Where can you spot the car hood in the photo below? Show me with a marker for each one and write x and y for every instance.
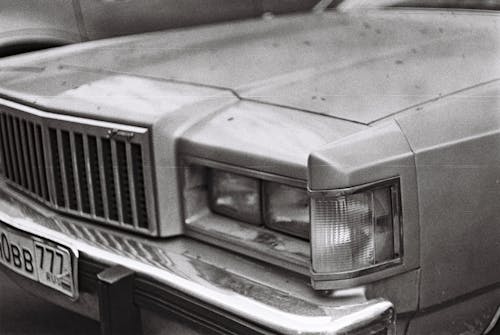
(359, 67)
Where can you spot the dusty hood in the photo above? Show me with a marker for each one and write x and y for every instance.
(358, 67)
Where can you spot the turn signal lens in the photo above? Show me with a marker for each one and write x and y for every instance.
(235, 196)
(355, 231)
(286, 209)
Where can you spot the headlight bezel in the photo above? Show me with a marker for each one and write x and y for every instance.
(332, 280)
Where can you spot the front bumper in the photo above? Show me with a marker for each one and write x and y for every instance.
(219, 291)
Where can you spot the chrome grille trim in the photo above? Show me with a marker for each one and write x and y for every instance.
(80, 166)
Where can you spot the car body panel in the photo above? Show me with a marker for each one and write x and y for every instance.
(117, 17)
(31, 21)
(407, 64)
(274, 299)
(458, 185)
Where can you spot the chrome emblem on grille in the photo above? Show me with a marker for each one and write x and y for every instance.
(116, 133)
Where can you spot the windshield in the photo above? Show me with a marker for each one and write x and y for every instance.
(347, 5)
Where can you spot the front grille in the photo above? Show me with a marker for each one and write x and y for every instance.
(93, 169)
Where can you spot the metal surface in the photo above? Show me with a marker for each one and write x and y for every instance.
(458, 189)
(118, 313)
(65, 165)
(398, 59)
(265, 298)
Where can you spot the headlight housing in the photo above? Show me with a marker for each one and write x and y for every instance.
(355, 231)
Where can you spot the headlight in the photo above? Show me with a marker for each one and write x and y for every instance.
(286, 209)
(355, 231)
(247, 199)
(235, 196)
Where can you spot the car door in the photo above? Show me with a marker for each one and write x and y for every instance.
(107, 18)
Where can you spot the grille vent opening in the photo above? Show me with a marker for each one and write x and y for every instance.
(90, 174)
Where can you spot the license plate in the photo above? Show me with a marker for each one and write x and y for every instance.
(41, 260)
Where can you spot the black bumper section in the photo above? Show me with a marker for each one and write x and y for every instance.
(121, 292)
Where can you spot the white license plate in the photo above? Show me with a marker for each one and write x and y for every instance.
(38, 259)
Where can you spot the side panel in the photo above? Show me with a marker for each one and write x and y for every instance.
(457, 154)
(106, 18)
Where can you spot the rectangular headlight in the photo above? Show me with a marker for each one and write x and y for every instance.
(235, 196)
(286, 209)
(354, 231)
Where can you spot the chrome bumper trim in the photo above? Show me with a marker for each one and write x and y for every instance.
(166, 263)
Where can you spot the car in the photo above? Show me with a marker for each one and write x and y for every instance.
(28, 25)
(321, 173)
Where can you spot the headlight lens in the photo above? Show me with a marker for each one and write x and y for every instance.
(286, 209)
(355, 231)
(235, 196)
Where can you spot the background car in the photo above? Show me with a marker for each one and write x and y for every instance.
(27, 25)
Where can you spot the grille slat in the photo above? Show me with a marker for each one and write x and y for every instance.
(67, 169)
(40, 153)
(18, 152)
(116, 181)
(131, 183)
(88, 173)
(75, 175)
(142, 211)
(12, 151)
(5, 147)
(88, 169)
(81, 177)
(107, 187)
(25, 155)
(30, 130)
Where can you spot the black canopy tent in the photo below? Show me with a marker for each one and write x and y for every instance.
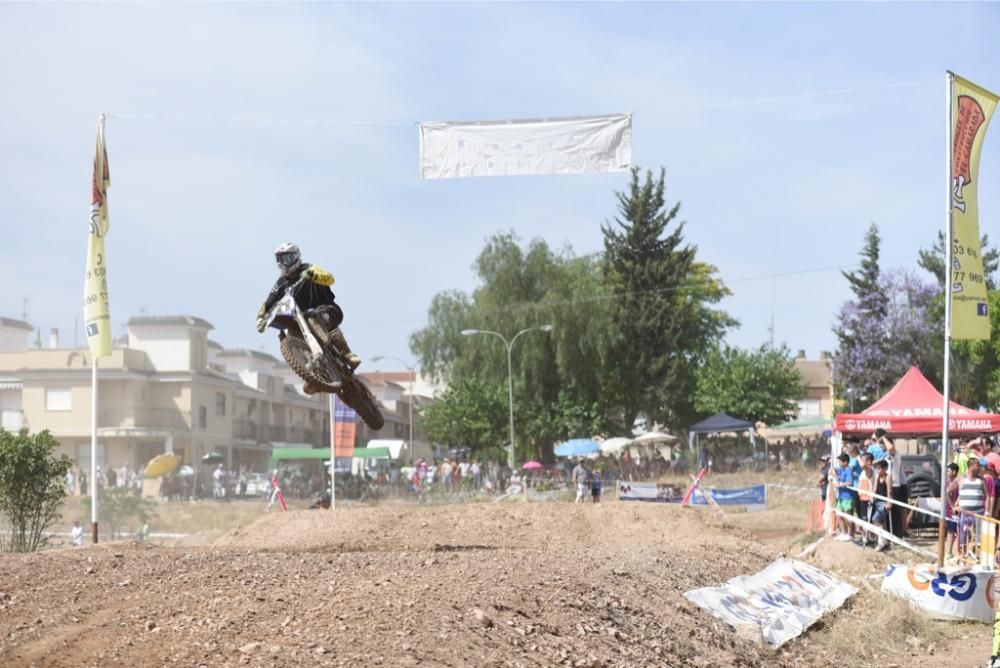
(722, 423)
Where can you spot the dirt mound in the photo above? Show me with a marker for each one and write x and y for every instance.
(508, 584)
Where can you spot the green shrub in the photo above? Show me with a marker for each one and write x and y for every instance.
(32, 487)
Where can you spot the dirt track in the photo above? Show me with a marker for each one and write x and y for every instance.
(509, 584)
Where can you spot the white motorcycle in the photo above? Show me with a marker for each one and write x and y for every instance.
(306, 346)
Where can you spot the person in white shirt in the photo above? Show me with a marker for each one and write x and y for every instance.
(900, 490)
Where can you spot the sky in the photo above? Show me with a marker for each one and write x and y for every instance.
(785, 129)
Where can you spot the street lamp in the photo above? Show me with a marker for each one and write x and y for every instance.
(510, 375)
(411, 368)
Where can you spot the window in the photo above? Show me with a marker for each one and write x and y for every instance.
(58, 399)
(808, 408)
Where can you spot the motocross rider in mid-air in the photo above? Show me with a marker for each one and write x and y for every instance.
(314, 292)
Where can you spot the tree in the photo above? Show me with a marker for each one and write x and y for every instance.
(933, 259)
(469, 413)
(32, 486)
(559, 377)
(877, 346)
(860, 361)
(661, 312)
(760, 385)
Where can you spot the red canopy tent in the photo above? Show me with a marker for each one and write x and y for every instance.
(914, 407)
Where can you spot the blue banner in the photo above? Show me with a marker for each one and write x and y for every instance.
(740, 496)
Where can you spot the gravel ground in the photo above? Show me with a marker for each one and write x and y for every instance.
(480, 584)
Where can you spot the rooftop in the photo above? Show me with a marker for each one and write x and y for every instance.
(246, 352)
(156, 320)
(11, 323)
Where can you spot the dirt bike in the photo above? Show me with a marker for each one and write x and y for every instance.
(306, 346)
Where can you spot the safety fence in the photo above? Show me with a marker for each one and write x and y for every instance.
(975, 539)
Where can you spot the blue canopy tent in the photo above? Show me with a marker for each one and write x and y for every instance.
(577, 447)
(718, 424)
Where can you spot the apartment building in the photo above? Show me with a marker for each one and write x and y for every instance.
(166, 388)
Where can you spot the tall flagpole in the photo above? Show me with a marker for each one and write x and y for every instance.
(333, 451)
(93, 446)
(950, 82)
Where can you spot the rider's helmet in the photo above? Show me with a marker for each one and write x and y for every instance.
(288, 258)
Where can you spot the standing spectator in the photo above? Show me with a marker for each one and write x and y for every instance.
(824, 476)
(446, 473)
(881, 514)
(218, 480)
(972, 500)
(950, 523)
(845, 496)
(865, 485)
(595, 485)
(875, 445)
(900, 490)
(580, 479)
(477, 475)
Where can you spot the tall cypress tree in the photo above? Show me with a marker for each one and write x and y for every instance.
(660, 306)
(861, 363)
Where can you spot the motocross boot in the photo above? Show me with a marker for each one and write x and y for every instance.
(338, 340)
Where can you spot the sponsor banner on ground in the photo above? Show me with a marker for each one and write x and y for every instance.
(755, 495)
(782, 601)
(649, 491)
(946, 593)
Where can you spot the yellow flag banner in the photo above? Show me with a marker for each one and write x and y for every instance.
(971, 108)
(96, 310)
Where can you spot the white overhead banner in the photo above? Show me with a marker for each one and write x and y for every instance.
(781, 601)
(525, 147)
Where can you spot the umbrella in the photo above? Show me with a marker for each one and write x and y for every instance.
(161, 465)
(651, 437)
(613, 446)
(577, 447)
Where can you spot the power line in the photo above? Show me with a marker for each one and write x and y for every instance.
(691, 285)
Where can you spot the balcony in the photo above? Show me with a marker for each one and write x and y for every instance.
(144, 418)
(12, 419)
(298, 434)
(274, 433)
(245, 429)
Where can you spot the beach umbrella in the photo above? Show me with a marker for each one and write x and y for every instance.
(577, 447)
(614, 446)
(161, 465)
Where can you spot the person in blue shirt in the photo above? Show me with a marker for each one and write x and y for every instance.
(878, 452)
(845, 496)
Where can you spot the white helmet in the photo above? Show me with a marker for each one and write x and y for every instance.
(288, 258)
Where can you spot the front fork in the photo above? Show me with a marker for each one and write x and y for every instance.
(317, 349)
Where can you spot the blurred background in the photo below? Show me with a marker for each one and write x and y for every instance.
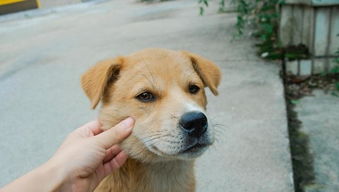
(278, 109)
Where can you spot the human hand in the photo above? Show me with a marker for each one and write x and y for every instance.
(89, 154)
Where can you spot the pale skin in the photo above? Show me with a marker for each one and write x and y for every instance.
(86, 156)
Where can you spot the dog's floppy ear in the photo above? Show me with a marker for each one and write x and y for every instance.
(207, 70)
(95, 80)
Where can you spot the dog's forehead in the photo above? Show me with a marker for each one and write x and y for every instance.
(159, 62)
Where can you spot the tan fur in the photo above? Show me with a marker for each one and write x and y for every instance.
(116, 82)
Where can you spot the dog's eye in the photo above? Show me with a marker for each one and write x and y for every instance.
(193, 89)
(145, 97)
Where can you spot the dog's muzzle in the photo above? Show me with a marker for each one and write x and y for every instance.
(194, 123)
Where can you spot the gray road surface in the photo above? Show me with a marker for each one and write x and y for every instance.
(42, 58)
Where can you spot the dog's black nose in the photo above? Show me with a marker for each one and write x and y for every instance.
(194, 123)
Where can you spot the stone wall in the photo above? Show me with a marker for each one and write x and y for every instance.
(314, 23)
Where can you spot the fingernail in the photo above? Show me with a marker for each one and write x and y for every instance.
(126, 124)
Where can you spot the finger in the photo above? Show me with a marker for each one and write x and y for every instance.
(111, 153)
(93, 127)
(115, 163)
(116, 134)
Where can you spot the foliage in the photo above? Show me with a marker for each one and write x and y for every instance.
(262, 16)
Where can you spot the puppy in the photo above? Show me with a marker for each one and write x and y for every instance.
(163, 90)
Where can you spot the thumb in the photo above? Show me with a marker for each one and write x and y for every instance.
(116, 134)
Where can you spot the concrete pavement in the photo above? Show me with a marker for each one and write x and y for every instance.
(319, 116)
(42, 58)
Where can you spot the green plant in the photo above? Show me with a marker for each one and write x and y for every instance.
(260, 15)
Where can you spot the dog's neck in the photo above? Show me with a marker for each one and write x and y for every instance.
(170, 176)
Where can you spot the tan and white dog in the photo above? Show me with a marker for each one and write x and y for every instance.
(163, 90)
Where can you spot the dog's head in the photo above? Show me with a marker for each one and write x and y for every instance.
(163, 90)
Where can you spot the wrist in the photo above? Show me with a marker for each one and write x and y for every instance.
(54, 174)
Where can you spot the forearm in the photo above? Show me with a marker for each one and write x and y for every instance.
(48, 177)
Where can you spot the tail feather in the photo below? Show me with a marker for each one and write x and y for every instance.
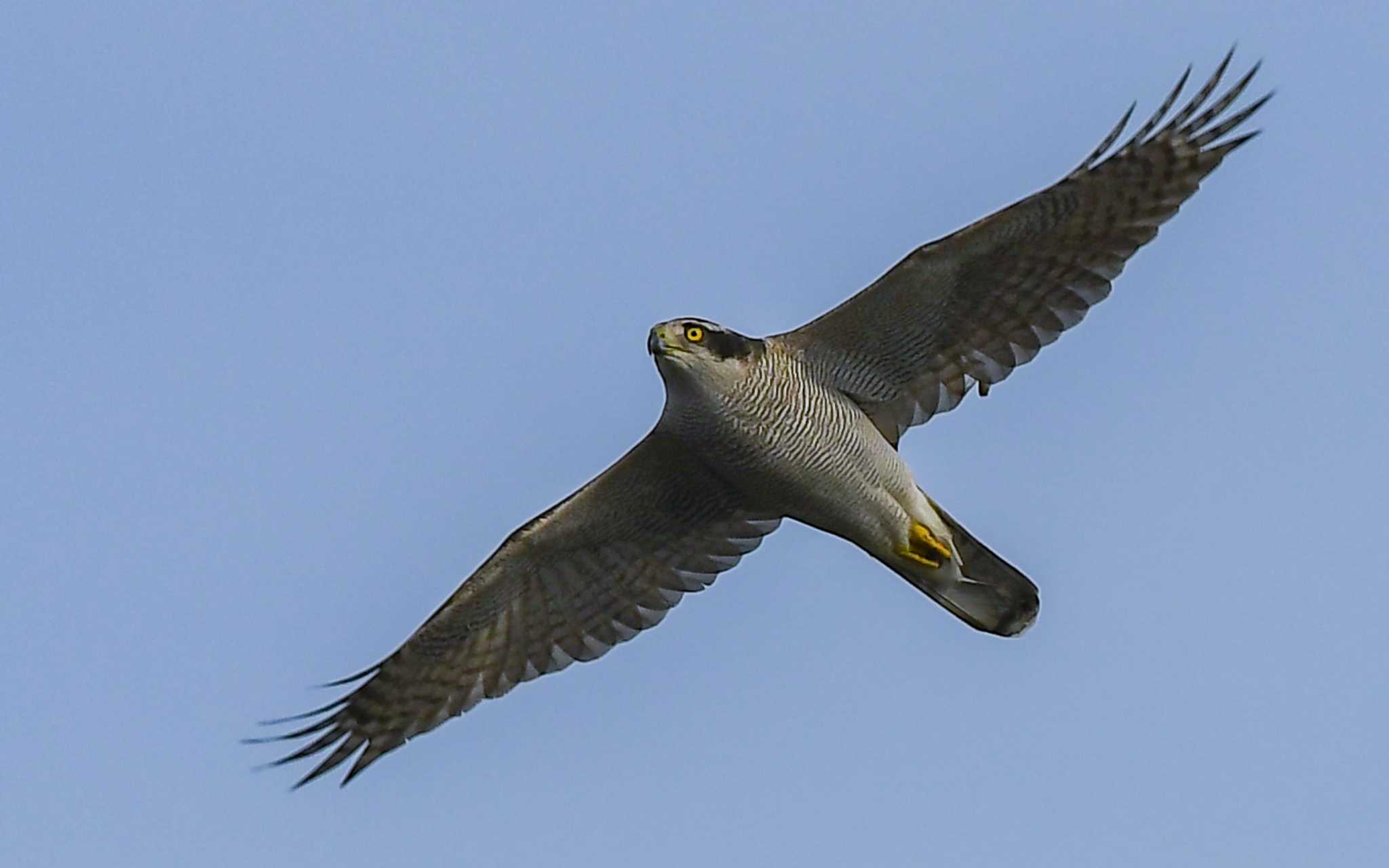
(990, 593)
_ _ _ _
## Directive
Your task is to quote exactly the lines from the one with "Where can you spot the dog's neck" through the end of the material, both included, without reproducing any pictures.

## Answer
Where can you spot the dog's neck in the photo above? Show me with a marker for each one and write x and y for every instance.
(170, 176)
Where can you spot the tan and white dog in the photo above? Show me with a marker for each one and write x and y for every instance.
(163, 90)
Where can you spot the dog's head in the photo above? Show me with a marker for each one and write x and y for every instance.
(163, 90)
Where can you spot the wrist in the photo above? Show me with a marker for each one and write x and y for every instance.
(54, 174)
Where can you spot the forearm in the photo above? Show me with a marker for each one and write x and y for every instance.
(48, 177)
Where can you spot the tail feather in the photo below? Show me with a marker for each one and write x and y for every instance.
(990, 593)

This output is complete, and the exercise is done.